-- Source passage follows --

The Big Bang produced hydrogen, helium, and traces of lithium. Everything else β the carbon in organic molecules, the oxygen you breathe, the calcium in bone, the iron in blood, the gold in jewelry β was made later, inside stars and in the catastrophic events that end them. The process is called nucleosynthesis, and it operates through several distinct mechanisms that generate different sets of elements in different stellar environments.
The simplest nucleosynthesis occurs in main-sequence stars burning hydrogen into helium. In the Sun and similar stars, the proton-proton chain converts four hydrogen nuclei into one helium nucleus, releasing energy as the mass difference converts to radiation. In more massive stars, the CNO cycle (carbon-nitrogen-oxygen) does the same job more efficiently at higher temperatures, using carbon as a catalyst. This is where all the helium in the universe β except the primordial fraction β was made, and it is the steady-state energy source of every star on the main sequence.
Carbon through iron: the stellar interior chain
When hydrogen runs out in a star's core, the core contracts, heats, and ignites helium fusion β the triple-alpha process, in which three helium nuclei fuse into carbon-12. This process, proposed by Fred Hoyle in 1954 to explain how enough carbon could be produced in stars, depends on an excited nuclear state of carbon at precisely the right energy to make the reaction efficient. The existence of this resonance β predicted by Hoyle before it was measured β is one of the most dramatic examples of theoretical physics anticipating experiment. Carbon and oxygen produced in helium-burning can subsequently fuse in still-hotter cores to produce neon, sodium, magnesium, silicon, sulfur, and ultimately iron and nickel, which represent the endpoint of exothermic fusion: iron-56 has the highest binding energy per nucleon, and fusing it releases no energy. When a massive star's core is iron, it has reached the end of its nuclear fuel supply, and it collapses.

-- Source passage concluded --

What this exercise asks -
A. In the nucleosynthesis passage, who proposed the triple-alpha process, and in what year?
B. List every element that the nucleosynthesis passage says carbon and oxygen can go on to produce in still-hotter stellar cores.
C. Pick up the nucleosynthesis passage right after its last sentence and keep writing.
The records have no connection to the nucleosynthesis passage.

-- Data supplied follows --

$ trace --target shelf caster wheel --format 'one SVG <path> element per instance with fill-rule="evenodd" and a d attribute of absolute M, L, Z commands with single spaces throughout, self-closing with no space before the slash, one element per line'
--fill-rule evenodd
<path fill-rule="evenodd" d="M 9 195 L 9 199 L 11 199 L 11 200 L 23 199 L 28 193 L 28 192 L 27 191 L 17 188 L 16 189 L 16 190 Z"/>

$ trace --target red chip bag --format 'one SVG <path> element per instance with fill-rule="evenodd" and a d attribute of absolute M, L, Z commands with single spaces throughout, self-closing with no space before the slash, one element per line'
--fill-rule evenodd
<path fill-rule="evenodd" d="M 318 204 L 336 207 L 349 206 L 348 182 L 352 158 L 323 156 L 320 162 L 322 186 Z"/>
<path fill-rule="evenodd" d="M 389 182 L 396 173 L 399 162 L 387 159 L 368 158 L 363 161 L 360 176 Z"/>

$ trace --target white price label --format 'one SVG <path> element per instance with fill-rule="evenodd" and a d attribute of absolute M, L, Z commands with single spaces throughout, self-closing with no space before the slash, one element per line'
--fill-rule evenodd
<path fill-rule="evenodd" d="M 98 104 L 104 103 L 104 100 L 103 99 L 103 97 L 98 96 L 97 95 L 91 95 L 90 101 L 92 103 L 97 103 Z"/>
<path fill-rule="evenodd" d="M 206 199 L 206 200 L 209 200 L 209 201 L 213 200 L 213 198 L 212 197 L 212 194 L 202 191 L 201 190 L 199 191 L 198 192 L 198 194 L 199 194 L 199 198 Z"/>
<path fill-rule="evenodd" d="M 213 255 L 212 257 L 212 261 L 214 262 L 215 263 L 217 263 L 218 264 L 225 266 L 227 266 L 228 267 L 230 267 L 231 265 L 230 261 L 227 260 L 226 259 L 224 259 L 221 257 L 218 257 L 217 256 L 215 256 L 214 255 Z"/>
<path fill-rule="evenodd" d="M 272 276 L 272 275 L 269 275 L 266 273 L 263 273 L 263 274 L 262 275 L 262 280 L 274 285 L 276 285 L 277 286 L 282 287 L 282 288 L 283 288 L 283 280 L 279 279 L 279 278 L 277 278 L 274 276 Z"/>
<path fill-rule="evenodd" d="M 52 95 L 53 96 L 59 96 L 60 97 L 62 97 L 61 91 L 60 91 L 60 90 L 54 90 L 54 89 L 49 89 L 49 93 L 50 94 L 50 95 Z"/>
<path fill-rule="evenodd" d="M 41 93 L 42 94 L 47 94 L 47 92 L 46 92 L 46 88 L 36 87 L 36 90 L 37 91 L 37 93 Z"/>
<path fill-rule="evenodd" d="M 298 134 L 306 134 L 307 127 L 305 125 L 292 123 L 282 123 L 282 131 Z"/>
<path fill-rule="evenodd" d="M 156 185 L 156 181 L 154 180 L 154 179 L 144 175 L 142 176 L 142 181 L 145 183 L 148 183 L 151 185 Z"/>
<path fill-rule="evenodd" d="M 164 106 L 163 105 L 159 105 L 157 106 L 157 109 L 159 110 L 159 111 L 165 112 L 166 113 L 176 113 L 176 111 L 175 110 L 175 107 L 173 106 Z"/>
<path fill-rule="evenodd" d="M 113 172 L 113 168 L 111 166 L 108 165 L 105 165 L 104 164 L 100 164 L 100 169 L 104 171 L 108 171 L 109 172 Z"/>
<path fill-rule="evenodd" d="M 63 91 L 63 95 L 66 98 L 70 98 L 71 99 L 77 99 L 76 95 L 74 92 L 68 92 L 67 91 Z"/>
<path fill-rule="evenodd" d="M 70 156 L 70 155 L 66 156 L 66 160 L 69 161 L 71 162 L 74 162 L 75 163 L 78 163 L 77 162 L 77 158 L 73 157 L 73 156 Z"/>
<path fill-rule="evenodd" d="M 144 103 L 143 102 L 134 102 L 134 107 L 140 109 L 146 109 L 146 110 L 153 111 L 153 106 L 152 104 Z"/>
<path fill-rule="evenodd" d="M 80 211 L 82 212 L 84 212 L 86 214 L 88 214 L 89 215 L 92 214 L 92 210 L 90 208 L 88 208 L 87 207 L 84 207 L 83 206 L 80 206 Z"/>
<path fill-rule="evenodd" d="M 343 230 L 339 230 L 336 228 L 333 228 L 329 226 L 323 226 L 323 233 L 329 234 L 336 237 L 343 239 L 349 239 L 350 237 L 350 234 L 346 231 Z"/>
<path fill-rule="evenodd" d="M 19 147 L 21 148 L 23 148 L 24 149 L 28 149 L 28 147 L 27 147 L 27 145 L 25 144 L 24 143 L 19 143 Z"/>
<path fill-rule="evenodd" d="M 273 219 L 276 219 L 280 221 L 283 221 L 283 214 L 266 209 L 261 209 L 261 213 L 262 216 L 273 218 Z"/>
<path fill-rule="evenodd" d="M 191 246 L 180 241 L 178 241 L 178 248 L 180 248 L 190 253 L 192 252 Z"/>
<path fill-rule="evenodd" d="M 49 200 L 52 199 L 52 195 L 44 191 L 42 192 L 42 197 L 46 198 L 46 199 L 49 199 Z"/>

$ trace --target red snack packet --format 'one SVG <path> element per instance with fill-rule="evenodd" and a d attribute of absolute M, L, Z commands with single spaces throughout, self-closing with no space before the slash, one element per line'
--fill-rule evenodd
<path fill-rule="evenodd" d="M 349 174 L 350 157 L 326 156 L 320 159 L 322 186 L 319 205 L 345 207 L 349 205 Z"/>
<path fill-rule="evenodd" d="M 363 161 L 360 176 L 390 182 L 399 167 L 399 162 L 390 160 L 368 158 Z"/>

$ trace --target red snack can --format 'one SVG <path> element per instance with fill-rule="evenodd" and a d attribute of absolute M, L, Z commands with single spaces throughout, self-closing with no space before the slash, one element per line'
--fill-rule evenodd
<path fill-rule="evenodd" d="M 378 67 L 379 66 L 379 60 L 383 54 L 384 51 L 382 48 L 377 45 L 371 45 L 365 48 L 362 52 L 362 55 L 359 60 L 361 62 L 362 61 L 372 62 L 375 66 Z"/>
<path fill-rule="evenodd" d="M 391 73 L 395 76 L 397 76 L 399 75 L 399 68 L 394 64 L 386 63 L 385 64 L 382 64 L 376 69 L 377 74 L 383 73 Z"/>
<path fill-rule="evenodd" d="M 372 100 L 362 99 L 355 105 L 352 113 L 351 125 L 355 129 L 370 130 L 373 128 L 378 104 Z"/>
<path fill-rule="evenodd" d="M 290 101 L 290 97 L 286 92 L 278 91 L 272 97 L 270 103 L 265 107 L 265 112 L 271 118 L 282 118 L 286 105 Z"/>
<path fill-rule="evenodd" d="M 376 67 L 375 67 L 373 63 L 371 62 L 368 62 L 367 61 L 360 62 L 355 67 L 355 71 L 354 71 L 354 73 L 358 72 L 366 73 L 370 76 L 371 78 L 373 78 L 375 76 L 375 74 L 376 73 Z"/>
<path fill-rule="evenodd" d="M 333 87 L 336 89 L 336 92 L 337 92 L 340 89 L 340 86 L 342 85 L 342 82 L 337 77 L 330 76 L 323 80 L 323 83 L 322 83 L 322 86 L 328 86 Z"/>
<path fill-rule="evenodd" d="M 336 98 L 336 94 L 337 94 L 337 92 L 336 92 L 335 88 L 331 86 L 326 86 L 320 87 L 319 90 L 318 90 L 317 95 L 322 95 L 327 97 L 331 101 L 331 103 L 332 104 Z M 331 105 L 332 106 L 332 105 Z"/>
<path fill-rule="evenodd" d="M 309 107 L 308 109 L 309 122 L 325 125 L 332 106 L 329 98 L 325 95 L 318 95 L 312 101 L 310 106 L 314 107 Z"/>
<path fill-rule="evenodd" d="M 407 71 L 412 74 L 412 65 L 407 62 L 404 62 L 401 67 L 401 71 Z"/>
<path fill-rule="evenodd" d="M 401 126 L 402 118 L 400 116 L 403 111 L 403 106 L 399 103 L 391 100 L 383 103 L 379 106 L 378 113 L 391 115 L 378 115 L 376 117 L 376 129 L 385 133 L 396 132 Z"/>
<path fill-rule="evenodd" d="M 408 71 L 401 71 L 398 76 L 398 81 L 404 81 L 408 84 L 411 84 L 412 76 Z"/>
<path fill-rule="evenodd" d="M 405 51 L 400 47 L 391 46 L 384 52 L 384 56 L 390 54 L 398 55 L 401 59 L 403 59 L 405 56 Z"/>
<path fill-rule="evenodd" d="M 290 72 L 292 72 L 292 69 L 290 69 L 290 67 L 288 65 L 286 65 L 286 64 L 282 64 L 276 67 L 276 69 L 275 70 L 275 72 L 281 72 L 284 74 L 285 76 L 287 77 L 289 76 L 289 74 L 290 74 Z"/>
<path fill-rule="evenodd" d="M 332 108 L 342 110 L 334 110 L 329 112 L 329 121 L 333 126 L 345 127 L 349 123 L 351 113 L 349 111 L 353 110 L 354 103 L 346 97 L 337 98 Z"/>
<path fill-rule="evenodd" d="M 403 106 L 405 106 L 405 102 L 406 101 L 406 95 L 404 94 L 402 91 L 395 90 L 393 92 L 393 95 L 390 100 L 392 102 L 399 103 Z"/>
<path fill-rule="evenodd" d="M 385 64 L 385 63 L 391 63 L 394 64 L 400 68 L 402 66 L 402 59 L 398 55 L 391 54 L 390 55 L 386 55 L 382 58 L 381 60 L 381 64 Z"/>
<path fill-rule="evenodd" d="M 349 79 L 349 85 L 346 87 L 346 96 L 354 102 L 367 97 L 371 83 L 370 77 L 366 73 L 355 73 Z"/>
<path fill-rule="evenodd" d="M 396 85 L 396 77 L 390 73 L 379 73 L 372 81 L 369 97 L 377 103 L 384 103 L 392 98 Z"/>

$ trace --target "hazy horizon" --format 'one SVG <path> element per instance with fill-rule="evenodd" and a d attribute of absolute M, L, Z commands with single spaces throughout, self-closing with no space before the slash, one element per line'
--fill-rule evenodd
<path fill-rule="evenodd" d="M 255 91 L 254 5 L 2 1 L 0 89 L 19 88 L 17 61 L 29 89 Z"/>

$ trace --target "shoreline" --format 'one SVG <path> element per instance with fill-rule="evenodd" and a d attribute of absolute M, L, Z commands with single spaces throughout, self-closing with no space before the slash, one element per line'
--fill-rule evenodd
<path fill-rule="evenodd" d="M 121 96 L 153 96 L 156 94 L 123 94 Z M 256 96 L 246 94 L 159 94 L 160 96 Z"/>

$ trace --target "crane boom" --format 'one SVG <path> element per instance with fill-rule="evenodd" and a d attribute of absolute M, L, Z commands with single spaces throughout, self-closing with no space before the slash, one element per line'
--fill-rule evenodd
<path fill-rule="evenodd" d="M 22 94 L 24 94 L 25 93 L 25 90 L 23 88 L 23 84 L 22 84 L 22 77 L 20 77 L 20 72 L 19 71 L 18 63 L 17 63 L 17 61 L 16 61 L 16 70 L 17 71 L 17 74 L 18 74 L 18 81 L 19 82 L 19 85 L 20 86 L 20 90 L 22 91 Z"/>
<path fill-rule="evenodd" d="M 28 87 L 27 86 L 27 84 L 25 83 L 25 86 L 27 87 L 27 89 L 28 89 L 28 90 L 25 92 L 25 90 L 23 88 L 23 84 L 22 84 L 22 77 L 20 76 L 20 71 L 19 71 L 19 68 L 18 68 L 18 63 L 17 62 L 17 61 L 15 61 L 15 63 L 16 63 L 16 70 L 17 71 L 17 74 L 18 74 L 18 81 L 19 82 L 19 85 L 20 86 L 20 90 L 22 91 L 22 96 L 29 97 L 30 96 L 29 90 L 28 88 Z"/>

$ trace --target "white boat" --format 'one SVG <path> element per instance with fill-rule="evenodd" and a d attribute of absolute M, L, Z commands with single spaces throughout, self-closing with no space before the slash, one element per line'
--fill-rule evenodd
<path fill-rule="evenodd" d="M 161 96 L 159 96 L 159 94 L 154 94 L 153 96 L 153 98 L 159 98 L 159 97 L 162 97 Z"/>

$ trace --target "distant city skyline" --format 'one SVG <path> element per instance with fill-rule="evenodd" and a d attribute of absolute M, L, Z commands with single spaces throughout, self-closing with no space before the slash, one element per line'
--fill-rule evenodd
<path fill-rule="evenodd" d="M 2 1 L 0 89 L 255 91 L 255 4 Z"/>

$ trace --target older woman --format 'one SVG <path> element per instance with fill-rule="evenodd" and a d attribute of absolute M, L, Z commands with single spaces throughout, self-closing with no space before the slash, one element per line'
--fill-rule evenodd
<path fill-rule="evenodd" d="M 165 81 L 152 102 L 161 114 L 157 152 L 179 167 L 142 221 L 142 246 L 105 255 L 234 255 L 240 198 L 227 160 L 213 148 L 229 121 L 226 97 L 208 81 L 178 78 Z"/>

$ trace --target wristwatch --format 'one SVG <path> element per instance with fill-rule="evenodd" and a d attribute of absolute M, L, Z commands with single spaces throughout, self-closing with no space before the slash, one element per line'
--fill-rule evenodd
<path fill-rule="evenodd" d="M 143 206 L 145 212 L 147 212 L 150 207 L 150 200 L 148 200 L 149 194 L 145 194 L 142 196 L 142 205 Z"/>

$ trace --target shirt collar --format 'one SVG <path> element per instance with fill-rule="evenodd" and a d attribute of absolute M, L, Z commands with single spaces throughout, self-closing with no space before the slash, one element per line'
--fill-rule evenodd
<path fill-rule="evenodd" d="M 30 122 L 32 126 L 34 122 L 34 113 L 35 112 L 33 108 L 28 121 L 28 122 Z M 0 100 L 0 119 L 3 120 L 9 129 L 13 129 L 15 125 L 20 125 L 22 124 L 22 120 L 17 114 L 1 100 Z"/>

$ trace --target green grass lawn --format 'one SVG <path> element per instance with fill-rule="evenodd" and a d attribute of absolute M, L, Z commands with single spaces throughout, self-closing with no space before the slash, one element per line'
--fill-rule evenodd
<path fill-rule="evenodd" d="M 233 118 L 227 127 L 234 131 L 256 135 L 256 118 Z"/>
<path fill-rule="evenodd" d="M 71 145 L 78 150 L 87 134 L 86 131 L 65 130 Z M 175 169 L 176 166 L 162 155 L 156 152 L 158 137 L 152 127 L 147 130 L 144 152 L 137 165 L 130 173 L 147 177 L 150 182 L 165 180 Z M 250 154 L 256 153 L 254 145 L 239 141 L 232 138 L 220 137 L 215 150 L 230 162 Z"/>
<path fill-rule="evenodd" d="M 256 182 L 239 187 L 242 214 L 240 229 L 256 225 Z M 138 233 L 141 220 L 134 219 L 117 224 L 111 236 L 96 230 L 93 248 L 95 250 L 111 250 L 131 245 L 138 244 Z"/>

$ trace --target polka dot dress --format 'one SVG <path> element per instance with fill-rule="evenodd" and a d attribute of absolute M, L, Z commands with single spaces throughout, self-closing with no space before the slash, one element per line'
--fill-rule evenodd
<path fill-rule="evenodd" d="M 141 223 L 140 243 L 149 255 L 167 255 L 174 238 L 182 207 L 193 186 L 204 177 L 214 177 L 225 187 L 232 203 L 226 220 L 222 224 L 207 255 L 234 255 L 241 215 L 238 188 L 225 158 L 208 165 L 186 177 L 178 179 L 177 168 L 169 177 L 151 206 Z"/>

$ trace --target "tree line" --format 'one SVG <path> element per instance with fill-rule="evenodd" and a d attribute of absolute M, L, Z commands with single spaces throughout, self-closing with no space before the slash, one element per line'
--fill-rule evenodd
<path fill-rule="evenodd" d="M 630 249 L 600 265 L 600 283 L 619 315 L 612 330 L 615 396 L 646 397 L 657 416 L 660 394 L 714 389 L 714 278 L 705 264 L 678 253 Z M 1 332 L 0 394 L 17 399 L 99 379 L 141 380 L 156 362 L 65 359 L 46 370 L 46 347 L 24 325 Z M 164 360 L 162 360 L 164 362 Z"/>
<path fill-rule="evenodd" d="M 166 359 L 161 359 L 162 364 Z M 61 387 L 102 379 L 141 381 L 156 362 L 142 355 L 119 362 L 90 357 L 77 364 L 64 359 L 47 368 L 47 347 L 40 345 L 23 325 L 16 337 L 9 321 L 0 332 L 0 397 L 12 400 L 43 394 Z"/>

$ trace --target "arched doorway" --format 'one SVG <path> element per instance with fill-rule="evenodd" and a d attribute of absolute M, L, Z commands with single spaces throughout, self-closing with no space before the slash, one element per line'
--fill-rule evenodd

-- Data supplied concluded --

Answers given -
A. Fred Hoyle proposed it in 1954.

B. Neon, sodium, magnesium, silicon, sulfur, iron, and nickel.

C.
Core-collapse supernovae produce both energy and neutrons in extraordinary quantities. The neutron flux during the collapse and the subsequent explosion drives the r-process β rapid neutron capture β in which atomic nuclei absorb neutrons faster than they can decay. The r-process produces the neutron-rich isotopes that decay to become the heavy elements: barium, europium, gold, platinum, uranium. The neutron star merger mechanism confirmed by GW170817 also drives the r-process; both sites contribute to the cosmic abundance of heavy elements, with mergers likely dominant for the heaviest isotopes.
The s-process and AGB stars
A slower neutron-capture process, the s-process, occurs in the outer shells of asymptotic giant branch stars β evolved low- and intermediate-mass stars in the late stages of their lives. The s-process produces a different set of elements: strontium, barium, lead, and bismuth at the heavy end. The neutron flux in AGB stars is low enough that unstable isotopes can decay before capturing another neutron, so the s-process path follows the valley of nuclear stability rather than detouring through highly neutron-rich nuclei as the r-process does. The distinction between s-process and r-process abundances in stellar spectra allows astronomers to identify which nucleosynthetic environment dominated a given star's chemical history.
The implication of all this is one that Carl Sagan made famous but that holds up under quantitative scrutiny: the atoms in your body were made in stars. The carbon atoms β many of them β were produced in AGB stars and supernovae billions of years ago, scattered into the interstellar medium, condensed into a molecular cloud, incorporated into the solar nebula, accreted into the Earth, and eventually assembled into organic molecules. The oxygen was produced in massive stars and distributed by stellar winds and supernovae. The iron in hemoglobin was synthesized in stars several generations older than the Sun and recycled through at least one supernova explosion before it became part of Earth's crust. The heavens are not metaphorically above us. In a quite literal chemical sense, we came from there.